Let's look at the list of things that got to me:
1. Reverse racism. Foyt tried an experiment and, in my opinion, failed. Something that is a basic cornerstone of good writing is show, don't tell. Don't include a word and then reference it as being a "racist" term, in those exact words! There's no need to turn history around to prove a point either. White-face bands? Reverse slavery/abuse? The whole idea just rubbed me the wrong way - especially since the idea for her earth was actually a good one, and so much could have been done with it that was fresh and new.
2. Beastiality. Have we gotten to the point that we're angel/demon/vampire/werewolf/witch/mermaid/fairy -'d out? Do we really need to turn to beastial creatures to get that hot, romance-y, steam fix? I cannot tell you how much times "tail" was mentioned that seemed to get Eden all hot and bothered, and oh my goodness, it gave me the heebie-jeebies.
3. Plot. I couldn't really find one. I mean, I could find a spoiled brat of a girl, but .. was the plot her intention to actually get away? or was it that she protests too much? or was it that.. you know, I don't know. If you read this book, and like it, please tell me what the plot was? 75% in, I was talking about this book to a friend, and she asked what the plot was and it blew me away that I couldn't articulate it.
I love dystopia books, I love science fiction, I love a good story with racial tension in it, it gets my mind working (Go read Tankborn by Karen Sandler). But, other than a spark of what could have been, I just didn't find much of anything to like in this story.
Naming a race of people "Coal" is not a compliment.
Telling us that "Pearl" is a slur does not make it so.
Claiming that the world's hierarchy is dependent on skin tone does not mean that you can separate people based on race while ignoring their actual skin color.
Calling your heroine's love interest a "beast" does not imply his supposed beauty and high status.
Questioning the existence of an African-American community of readers will make me side-eye you damn hard.
We get it - You believe that special white snowflakes always deserve to be the heroine because their lives are oh so hard. Why not just come out and admit to all the racist imagery and insulting propaganda you'll publishing? This book is disgusting.
There is never a reason to make racism about white people. Repeat that as many times as you have to before it finally sinks in.

▶ RECORDED INFORMATION
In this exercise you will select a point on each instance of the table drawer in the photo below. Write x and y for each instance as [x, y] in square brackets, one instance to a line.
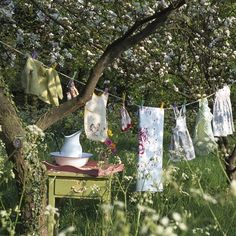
[83, 188]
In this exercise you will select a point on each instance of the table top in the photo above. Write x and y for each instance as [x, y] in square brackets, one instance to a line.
[91, 169]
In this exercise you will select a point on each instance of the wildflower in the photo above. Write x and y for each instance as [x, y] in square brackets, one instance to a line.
[165, 221]
[176, 216]
[109, 133]
[233, 187]
[108, 142]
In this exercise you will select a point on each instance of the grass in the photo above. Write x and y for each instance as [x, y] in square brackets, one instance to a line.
[196, 190]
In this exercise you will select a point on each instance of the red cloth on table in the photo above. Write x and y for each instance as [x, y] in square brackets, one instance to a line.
[91, 168]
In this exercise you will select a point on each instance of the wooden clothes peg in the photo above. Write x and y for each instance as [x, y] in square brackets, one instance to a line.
[162, 105]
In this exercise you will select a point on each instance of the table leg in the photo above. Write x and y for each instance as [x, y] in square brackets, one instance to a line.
[106, 199]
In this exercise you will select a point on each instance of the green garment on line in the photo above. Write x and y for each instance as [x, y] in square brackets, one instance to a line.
[42, 82]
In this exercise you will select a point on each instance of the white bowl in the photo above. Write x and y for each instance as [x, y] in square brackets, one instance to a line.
[71, 161]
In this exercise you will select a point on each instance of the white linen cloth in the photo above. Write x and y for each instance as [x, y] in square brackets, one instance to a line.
[204, 141]
[222, 113]
[125, 119]
[95, 122]
[151, 125]
[181, 147]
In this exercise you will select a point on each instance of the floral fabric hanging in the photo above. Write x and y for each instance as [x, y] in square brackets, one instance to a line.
[126, 123]
[181, 147]
[222, 113]
[151, 124]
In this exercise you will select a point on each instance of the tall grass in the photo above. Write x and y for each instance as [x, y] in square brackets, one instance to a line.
[196, 199]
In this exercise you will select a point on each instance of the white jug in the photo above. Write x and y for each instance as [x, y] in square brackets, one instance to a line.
[72, 146]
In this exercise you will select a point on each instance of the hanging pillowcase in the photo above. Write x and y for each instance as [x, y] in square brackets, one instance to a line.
[125, 119]
[151, 124]
[204, 141]
[222, 113]
[95, 122]
[181, 147]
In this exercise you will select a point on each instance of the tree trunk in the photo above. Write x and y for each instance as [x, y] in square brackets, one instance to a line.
[30, 173]
[22, 145]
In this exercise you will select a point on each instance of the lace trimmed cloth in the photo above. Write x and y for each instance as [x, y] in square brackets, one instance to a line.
[181, 146]
[222, 113]
[151, 125]
[95, 122]
[204, 141]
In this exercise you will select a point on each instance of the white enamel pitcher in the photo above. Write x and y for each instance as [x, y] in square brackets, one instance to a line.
[72, 146]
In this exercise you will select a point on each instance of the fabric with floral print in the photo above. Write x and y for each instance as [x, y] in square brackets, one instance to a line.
[95, 122]
[151, 125]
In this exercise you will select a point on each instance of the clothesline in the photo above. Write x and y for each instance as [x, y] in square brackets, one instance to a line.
[100, 90]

▶ WORK TASK A
In the book review, which book does the reviewer tell readers to go read?
▶ WORK TASK B
Do these statements agree with the book review? (i) The reviewer loves dystopia books. (ii) The reviewer was able to tell a friend what the plot was. (iii) The reviewer treats calling the love interest a "beast" as a way of showing his beauty and high status.
The data is separate material, unrelated to the book review.

▶ SOLUTION A
Tankborn by Karen Sandler.

▶ SOLUTION B
(i) Yes: "I love dystopia books"
(ii) No: "she asked what the plot was and it blew me away that I couldn't articulate it"
(iii) No: "Calling your heroine's love interest a "beast" does not imply his supposed beauty and high status."